• _Document extract_:

####################

Putting a Face to the Harm—Commemorating Lives

Andrew Center LogoMy previous blog post, Memory Matters—Recalling Rwanda, introduced the unforgettable experience I had at a 2024 summer conference in that country, which was held in conjunction with the 30th anniversary of the Genocide Against the Tutsi. What I saw, what I heard, what I felt furthered my foundational belief and commitment directing the Andrew Center for Restorative Justice at Marquette University Law School.

To begin basically: Memory, through storytelling, is essential to moving beyond violence and harm—the first step toward cultivating healing and safety for those harmed and accountability and compassion for those who harmed. In Rwanda, where more than one million children, women, and men were slaughtered over three months, any hope for peace requires remembering to commemorate those innocents who died because of ethnic hatred propagated in the name of revenge. In a country where genocide survivors and perpetrators are neighbors, co-workers, and even family members living side-by-side, that means putting a face to those behind the staggering statistics, which alone cannot truly speak to the senseless brutality.

Last July, I saw some of the faces during visits to two of nearly ten genocide memorials the Rwandan government created a decade after the unspeakable happened in summer 1994. This blog post is harder to write than the previous one because each of those faces—captured in time by photographs or symbolically present through stark physical remnants of the victims as well as perpetrators—represents a life story. Maurice, a guide at one of the memorials and genocide survivor, explained simply, “Sharing stories brings the humanity back to us.” That struck me. Who is remembered readily by loved ones left behind is why we all must not look away but rather remember through respectful commemoration. I write this perhaps-painful-to-read blog in that spirit.

####################

• _Information given_:

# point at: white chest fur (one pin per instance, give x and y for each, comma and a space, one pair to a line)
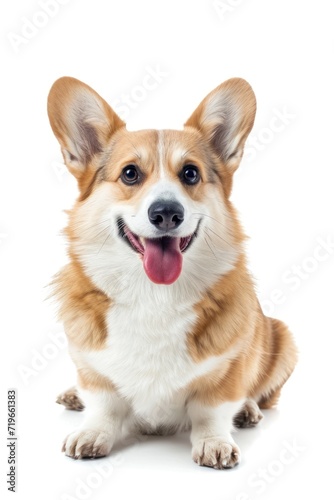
146, 355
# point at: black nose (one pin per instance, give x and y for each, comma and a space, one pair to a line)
166, 215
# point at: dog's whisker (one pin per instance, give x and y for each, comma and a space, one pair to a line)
220, 237
213, 253
105, 241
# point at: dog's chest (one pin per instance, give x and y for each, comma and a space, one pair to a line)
146, 355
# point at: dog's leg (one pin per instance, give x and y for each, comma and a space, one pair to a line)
105, 412
70, 399
249, 416
211, 438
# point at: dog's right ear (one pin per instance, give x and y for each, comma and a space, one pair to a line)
82, 122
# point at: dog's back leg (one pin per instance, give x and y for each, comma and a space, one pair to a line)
70, 399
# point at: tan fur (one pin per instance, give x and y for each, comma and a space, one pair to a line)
83, 307
259, 352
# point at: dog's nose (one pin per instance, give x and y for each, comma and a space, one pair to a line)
166, 215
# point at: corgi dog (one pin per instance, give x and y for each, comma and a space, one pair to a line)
160, 312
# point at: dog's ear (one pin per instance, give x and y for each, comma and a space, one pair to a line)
82, 122
226, 117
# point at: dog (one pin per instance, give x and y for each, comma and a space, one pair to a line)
160, 312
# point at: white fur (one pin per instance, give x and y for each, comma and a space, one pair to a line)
211, 437
147, 356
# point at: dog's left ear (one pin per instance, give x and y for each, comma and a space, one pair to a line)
82, 122
226, 117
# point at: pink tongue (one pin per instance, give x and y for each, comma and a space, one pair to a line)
163, 260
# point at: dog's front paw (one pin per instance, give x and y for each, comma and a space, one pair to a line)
249, 416
89, 443
216, 453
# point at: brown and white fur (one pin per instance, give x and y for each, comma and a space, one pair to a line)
157, 353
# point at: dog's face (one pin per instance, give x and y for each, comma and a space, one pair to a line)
153, 202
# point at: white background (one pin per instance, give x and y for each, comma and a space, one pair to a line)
283, 190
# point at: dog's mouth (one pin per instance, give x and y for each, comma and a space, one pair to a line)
162, 257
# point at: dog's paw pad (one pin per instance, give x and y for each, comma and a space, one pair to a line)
249, 416
88, 444
216, 453
70, 400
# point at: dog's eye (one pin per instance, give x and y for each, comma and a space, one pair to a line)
190, 174
130, 175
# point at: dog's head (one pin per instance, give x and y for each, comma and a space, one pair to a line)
154, 202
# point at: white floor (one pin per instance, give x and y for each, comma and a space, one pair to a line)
287, 456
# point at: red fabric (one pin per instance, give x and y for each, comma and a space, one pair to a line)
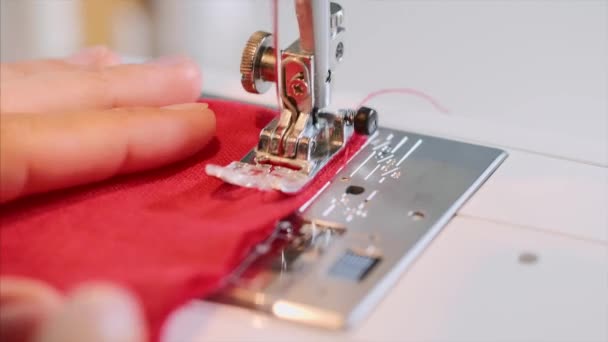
169, 235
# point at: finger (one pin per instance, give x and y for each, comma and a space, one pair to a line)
96, 313
91, 58
164, 82
26, 303
40, 152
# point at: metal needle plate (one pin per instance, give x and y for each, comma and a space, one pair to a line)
351, 243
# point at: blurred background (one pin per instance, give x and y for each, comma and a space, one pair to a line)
528, 66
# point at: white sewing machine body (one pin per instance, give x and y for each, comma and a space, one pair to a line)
526, 257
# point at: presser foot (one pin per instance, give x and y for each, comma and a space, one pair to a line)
314, 147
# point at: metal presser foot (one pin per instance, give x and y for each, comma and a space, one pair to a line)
330, 262
294, 147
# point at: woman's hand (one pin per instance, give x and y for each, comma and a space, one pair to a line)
87, 118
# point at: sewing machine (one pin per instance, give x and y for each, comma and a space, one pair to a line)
332, 260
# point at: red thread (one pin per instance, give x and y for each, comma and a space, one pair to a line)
406, 91
403, 91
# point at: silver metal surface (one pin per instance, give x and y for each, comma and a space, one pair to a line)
329, 263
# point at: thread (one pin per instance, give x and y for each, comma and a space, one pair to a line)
406, 91
402, 91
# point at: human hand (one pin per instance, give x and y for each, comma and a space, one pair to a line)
87, 118
33, 311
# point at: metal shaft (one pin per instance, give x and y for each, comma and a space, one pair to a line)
321, 32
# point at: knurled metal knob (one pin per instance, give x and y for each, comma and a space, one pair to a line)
258, 63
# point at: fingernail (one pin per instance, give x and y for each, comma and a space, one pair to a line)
171, 60
87, 55
97, 313
188, 106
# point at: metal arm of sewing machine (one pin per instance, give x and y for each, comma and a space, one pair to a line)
306, 134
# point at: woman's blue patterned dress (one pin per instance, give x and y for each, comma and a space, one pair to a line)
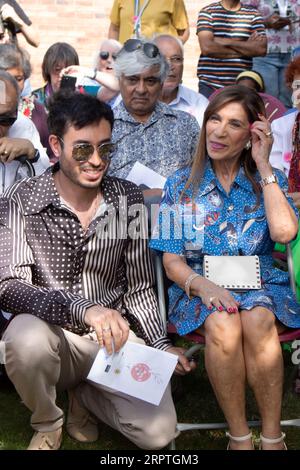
217, 223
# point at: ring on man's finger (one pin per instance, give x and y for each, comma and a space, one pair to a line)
106, 328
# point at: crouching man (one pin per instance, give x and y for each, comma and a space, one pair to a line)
71, 290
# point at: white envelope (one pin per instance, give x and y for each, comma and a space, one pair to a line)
141, 174
137, 370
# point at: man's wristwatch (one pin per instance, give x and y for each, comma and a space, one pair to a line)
268, 180
36, 156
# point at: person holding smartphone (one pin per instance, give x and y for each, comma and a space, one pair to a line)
226, 204
57, 57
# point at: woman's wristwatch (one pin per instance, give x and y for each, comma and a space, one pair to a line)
268, 180
93, 74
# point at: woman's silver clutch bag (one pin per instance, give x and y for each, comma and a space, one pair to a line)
238, 273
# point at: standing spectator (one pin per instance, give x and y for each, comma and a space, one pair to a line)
173, 93
14, 21
285, 153
57, 57
18, 135
230, 34
16, 63
281, 19
134, 19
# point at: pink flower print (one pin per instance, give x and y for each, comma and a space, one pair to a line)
265, 10
275, 39
287, 156
291, 39
140, 372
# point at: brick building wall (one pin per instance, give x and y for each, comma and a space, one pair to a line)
84, 24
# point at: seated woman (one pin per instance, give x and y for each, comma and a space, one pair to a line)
252, 79
228, 203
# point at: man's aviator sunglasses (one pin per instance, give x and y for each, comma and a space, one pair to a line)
149, 49
104, 55
82, 152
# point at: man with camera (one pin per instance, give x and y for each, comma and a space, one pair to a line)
13, 20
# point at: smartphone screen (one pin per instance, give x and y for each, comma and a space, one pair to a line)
68, 82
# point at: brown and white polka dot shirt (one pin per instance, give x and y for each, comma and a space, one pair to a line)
51, 268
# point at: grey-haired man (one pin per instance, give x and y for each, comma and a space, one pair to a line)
146, 130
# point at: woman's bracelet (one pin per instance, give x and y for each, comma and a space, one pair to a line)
188, 282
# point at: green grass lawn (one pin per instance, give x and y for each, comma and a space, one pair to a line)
194, 402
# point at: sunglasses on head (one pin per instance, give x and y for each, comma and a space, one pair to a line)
7, 120
104, 55
149, 49
82, 152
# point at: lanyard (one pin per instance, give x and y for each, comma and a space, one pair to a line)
137, 17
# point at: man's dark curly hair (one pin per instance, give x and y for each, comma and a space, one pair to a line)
68, 108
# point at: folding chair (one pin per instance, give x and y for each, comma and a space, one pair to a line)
200, 341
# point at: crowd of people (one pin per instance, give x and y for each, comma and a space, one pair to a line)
202, 173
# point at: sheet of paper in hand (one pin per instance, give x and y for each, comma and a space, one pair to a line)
137, 370
141, 174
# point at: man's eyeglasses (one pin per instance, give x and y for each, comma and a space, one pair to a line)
149, 49
7, 120
82, 152
104, 55
177, 60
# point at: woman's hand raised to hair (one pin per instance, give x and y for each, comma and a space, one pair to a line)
262, 141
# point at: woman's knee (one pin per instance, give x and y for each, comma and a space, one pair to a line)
224, 333
258, 323
158, 434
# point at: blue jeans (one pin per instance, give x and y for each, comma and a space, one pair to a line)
272, 68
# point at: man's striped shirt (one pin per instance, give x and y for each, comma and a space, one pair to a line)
50, 267
240, 24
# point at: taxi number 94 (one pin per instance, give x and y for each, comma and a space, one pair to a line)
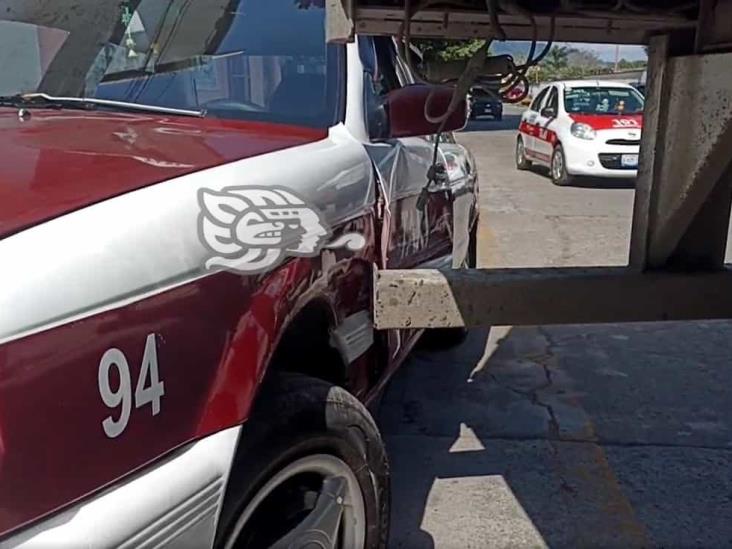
148, 389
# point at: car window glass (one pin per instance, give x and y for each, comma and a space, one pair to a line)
380, 77
603, 100
231, 58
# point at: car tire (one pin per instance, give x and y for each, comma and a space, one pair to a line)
303, 429
558, 168
522, 163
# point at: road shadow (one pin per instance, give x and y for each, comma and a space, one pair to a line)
564, 436
485, 124
603, 183
583, 182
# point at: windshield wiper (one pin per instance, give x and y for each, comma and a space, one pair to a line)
43, 100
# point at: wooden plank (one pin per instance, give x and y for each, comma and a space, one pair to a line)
339, 28
444, 299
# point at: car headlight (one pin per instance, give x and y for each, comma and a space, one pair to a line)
583, 131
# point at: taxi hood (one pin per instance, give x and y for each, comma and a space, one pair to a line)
59, 161
610, 121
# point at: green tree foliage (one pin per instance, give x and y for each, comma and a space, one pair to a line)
449, 50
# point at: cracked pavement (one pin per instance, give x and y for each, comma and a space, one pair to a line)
564, 436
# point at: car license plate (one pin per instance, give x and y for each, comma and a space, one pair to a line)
629, 161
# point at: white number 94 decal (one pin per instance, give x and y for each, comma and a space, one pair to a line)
149, 388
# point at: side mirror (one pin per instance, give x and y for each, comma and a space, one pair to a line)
548, 112
406, 110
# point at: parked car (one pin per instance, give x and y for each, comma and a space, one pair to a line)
192, 208
485, 103
582, 128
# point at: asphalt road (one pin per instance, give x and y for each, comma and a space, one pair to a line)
590, 436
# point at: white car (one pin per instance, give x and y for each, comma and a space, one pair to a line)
582, 128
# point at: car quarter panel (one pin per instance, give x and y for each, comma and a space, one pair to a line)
130, 270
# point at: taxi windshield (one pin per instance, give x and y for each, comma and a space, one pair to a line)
236, 59
602, 100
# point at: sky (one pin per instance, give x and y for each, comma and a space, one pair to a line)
606, 52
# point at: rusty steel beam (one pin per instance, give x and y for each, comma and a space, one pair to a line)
443, 299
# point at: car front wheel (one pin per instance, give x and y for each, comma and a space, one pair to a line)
311, 471
558, 168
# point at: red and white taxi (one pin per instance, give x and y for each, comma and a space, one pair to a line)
194, 199
582, 128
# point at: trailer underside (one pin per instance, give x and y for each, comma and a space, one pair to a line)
684, 187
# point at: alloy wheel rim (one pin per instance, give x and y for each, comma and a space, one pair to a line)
340, 499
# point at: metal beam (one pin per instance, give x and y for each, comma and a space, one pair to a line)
442, 299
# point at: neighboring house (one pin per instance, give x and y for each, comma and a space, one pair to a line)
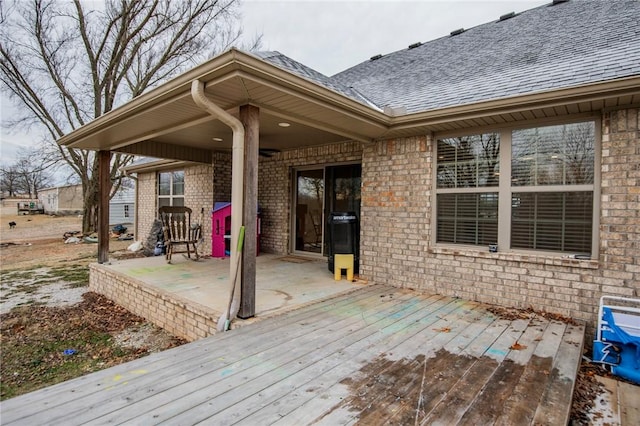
62, 200
122, 208
497, 164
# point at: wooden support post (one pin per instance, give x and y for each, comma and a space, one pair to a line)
104, 188
250, 118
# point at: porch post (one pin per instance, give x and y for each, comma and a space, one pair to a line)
104, 188
250, 118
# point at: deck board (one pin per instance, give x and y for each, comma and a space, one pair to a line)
379, 355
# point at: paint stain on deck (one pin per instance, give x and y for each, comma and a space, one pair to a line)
447, 389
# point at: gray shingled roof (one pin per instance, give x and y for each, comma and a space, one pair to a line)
282, 61
549, 47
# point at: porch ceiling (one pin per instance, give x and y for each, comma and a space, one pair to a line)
166, 123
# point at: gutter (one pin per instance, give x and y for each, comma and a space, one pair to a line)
237, 194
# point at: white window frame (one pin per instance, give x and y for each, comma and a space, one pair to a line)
505, 190
171, 196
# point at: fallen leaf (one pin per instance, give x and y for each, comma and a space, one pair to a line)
517, 346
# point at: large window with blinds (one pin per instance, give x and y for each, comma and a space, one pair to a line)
171, 188
528, 189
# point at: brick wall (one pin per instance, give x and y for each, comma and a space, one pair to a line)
182, 318
275, 187
396, 236
145, 205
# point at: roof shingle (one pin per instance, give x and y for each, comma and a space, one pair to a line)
549, 47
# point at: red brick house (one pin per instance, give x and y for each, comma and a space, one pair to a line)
521, 134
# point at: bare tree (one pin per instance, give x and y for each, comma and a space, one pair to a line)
9, 180
66, 63
30, 173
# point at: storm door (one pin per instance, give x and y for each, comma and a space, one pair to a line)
318, 192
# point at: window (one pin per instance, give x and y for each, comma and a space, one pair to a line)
171, 188
545, 188
467, 181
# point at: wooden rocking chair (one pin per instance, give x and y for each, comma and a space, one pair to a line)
178, 231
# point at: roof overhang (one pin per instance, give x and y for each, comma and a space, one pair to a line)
166, 123
168, 117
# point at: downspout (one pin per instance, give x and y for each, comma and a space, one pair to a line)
135, 201
237, 192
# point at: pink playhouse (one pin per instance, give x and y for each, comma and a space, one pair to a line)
221, 230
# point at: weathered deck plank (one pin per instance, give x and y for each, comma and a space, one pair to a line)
379, 355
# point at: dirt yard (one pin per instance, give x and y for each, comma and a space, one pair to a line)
44, 298
37, 240
53, 328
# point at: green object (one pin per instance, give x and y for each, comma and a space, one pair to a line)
227, 323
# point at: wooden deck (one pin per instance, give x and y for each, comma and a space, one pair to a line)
378, 355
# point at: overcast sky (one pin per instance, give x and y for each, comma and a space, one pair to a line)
331, 36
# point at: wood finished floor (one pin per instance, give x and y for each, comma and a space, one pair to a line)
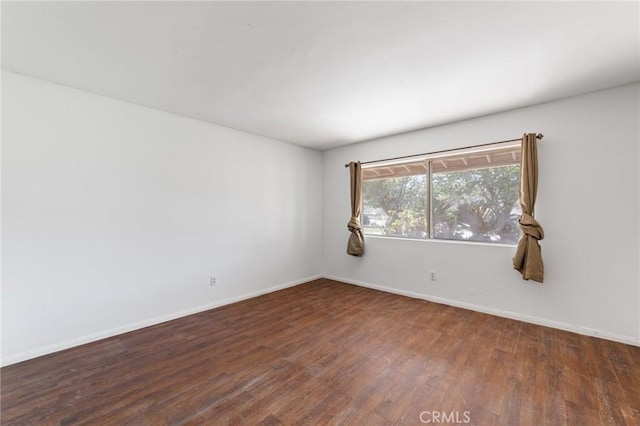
330, 353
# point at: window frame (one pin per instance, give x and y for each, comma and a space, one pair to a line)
428, 160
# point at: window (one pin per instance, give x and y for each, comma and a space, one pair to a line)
464, 195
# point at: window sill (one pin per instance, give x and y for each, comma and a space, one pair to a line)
435, 240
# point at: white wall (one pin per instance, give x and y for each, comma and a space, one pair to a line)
115, 215
588, 204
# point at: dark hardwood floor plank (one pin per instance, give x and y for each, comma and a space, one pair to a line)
330, 353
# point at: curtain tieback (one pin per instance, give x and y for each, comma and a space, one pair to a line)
354, 224
530, 226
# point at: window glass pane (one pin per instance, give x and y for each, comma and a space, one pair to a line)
395, 207
477, 204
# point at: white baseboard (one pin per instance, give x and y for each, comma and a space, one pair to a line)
629, 340
34, 353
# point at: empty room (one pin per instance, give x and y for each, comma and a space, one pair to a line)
318, 212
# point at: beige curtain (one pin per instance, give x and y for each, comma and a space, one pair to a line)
528, 258
355, 246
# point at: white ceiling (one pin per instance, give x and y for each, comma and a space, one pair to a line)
324, 74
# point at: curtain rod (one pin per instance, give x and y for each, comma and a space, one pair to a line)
538, 136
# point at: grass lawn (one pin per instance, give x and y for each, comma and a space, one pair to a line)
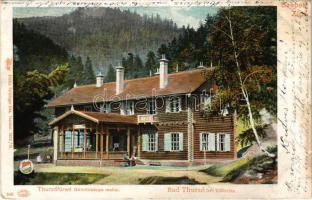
21, 153
56, 178
159, 180
224, 169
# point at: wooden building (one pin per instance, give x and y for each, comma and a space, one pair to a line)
157, 118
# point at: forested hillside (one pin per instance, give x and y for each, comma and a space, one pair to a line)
105, 34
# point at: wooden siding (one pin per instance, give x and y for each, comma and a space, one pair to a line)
166, 155
214, 125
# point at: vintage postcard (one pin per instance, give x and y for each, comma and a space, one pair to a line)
155, 99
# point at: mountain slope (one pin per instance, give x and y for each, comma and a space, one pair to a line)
105, 34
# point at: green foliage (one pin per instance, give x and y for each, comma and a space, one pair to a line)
104, 34
254, 30
224, 169
30, 92
230, 171
247, 137
159, 180
33, 51
262, 164
133, 66
151, 62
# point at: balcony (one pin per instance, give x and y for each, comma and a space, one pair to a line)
144, 119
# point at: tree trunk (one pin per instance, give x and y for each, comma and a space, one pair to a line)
245, 94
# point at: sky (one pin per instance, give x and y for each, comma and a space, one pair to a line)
180, 15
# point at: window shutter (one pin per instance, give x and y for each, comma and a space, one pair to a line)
144, 142
227, 142
156, 141
167, 142
67, 141
180, 103
75, 139
201, 141
181, 141
167, 105
81, 138
218, 141
211, 142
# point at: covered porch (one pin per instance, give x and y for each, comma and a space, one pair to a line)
95, 136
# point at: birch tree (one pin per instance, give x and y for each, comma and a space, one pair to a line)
251, 75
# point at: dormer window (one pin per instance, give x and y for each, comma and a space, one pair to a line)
205, 98
87, 108
151, 107
173, 104
127, 108
105, 108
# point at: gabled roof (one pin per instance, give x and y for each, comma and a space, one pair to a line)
178, 83
98, 117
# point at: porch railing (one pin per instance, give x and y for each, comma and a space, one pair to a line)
91, 155
143, 119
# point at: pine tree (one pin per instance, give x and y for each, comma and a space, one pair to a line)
151, 62
79, 71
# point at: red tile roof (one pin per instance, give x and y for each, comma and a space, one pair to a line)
98, 117
178, 83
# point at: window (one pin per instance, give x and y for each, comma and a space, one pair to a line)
173, 104
151, 107
205, 98
215, 141
149, 139
88, 108
173, 141
105, 108
127, 108
204, 140
221, 142
152, 142
130, 108
67, 141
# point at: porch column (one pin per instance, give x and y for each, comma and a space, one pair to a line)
61, 143
101, 143
139, 143
96, 141
84, 142
107, 142
55, 143
128, 141
72, 143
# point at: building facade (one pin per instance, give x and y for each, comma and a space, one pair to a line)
157, 118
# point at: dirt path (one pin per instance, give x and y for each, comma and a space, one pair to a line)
131, 175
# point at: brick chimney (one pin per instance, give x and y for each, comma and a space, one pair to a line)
163, 72
120, 74
99, 80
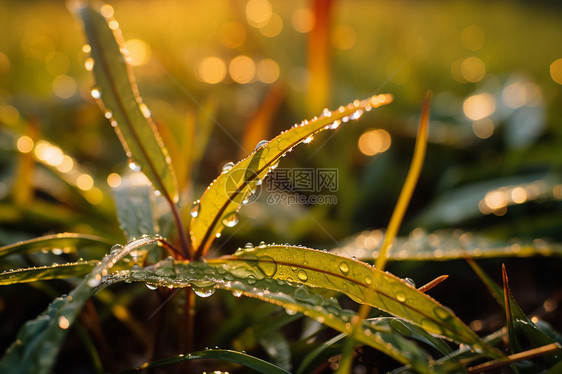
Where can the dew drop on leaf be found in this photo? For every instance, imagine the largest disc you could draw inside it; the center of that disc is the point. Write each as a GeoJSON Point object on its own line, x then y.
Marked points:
{"type": "Point", "coordinates": [134, 167]}
{"type": "Point", "coordinates": [260, 144]}
{"type": "Point", "coordinates": [96, 93]}
{"type": "Point", "coordinates": [204, 291]}
{"type": "Point", "coordinates": [226, 167]}
{"type": "Point", "coordinates": [231, 219]}
{"type": "Point", "coordinates": [301, 274]}
{"type": "Point", "coordinates": [410, 281]}
{"type": "Point", "coordinates": [195, 208]}
{"type": "Point", "coordinates": [344, 268]}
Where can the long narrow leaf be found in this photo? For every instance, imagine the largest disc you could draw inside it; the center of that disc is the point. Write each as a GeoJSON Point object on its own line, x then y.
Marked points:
{"type": "Point", "coordinates": [61, 271]}
{"type": "Point", "coordinates": [39, 341]}
{"type": "Point", "coordinates": [243, 279]}
{"type": "Point", "coordinates": [356, 279]}
{"type": "Point", "coordinates": [241, 358]}
{"type": "Point", "coordinates": [54, 241]}
{"type": "Point", "coordinates": [122, 104]}
{"type": "Point", "coordinates": [219, 204]}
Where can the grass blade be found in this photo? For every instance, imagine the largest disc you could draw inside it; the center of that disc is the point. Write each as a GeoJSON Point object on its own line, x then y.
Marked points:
{"type": "Point", "coordinates": [248, 361]}
{"type": "Point", "coordinates": [121, 102]}
{"type": "Point", "coordinates": [219, 205]}
{"type": "Point", "coordinates": [409, 185]}
{"type": "Point", "coordinates": [39, 341]}
{"type": "Point", "coordinates": [244, 280]}
{"type": "Point", "coordinates": [54, 241]}
{"type": "Point", "coordinates": [356, 279]}
{"type": "Point", "coordinates": [61, 271]}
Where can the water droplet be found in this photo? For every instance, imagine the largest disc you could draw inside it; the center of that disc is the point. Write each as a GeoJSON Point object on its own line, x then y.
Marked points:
{"type": "Point", "coordinates": [334, 125]}
{"type": "Point", "coordinates": [260, 144]}
{"type": "Point", "coordinates": [231, 219]}
{"type": "Point", "coordinates": [226, 167]}
{"type": "Point", "coordinates": [290, 311]}
{"type": "Point", "coordinates": [96, 93]}
{"type": "Point", "coordinates": [89, 64]}
{"type": "Point", "coordinates": [267, 265]}
{"type": "Point", "coordinates": [204, 291]}
{"type": "Point", "coordinates": [410, 281]}
{"type": "Point", "coordinates": [195, 208]}
{"type": "Point", "coordinates": [134, 167]}
{"type": "Point", "coordinates": [442, 313]}
{"type": "Point", "coordinates": [357, 114]}
{"type": "Point", "coordinates": [302, 275]}
{"type": "Point", "coordinates": [145, 111]}
{"type": "Point", "coordinates": [64, 323]}
{"type": "Point", "coordinates": [344, 268]}
{"type": "Point", "coordinates": [94, 281]}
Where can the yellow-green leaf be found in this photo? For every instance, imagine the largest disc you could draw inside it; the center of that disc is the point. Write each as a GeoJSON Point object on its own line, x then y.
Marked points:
{"type": "Point", "coordinates": [359, 281]}
{"type": "Point", "coordinates": [219, 205]}
{"type": "Point", "coordinates": [60, 271]}
{"type": "Point", "coordinates": [63, 240]}
{"type": "Point", "coordinates": [118, 95]}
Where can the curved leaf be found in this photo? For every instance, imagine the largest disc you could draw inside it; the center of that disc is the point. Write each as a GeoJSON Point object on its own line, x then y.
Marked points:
{"type": "Point", "coordinates": [60, 271]}
{"type": "Point", "coordinates": [243, 279]}
{"type": "Point", "coordinates": [443, 245]}
{"type": "Point", "coordinates": [39, 341]}
{"type": "Point", "coordinates": [221, 201]}
{"type": "Point", "coordinates": [122, 104]}
{"type": "Point", "coordinates": [53, 241]}
{"type": "Point", "coordinates": [356, 279]}
{"type": "Point", "coordinates": [241, 358]}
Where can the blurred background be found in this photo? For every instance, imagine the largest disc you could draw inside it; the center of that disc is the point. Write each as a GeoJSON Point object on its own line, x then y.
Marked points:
{"type": "Point", "coordinates": [231, 73]}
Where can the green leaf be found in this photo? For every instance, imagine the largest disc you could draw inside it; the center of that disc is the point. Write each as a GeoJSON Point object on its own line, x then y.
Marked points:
{"type": "Point", "coordinates": [248, 361]}
{"type": "Point", "coordinates": [38, 341]}
{"type": "Point", "coordinates": [521, 323]}
{"type": "Point", "coordinates": [122, 104]}
{"type": "Point", "coordinates": [244, 279]}
{"type": "Point", "coordinates": [60, 271]}
{"type": "Point", "coordinates": [444, 245]}
{"type": "Point", "coordinates": [54, 241]}
{"type": "Point", "coordinates": [356, 279]}
{"type": "Point", "coordinates": [219, 204]}
{"type": "Point", "coordinates": [133, 200]}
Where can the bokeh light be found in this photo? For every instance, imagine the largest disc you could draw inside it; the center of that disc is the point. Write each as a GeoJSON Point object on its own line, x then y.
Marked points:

####################

• _What the exercise asks_: Rewrite the blog post on commemorating lives, everything from "Andrew Center LogoMy" down to "University Law School.", swapping "conference" for "gathering".

• _Finished task_:
Andrew Center LogoMy previous blog post, Memory Matters—Recalling Rwanda, introduced the unforgettable experience I had at a 2024 summer gathering in that country, which was held in conjunction with the 30th anniversary of the Genocide Against the Tutsi. What I saw, what I heard, what I felt furthered my foundational belief and commitment directing the Andrew Center for Restorative Justice at Marquette University Law School.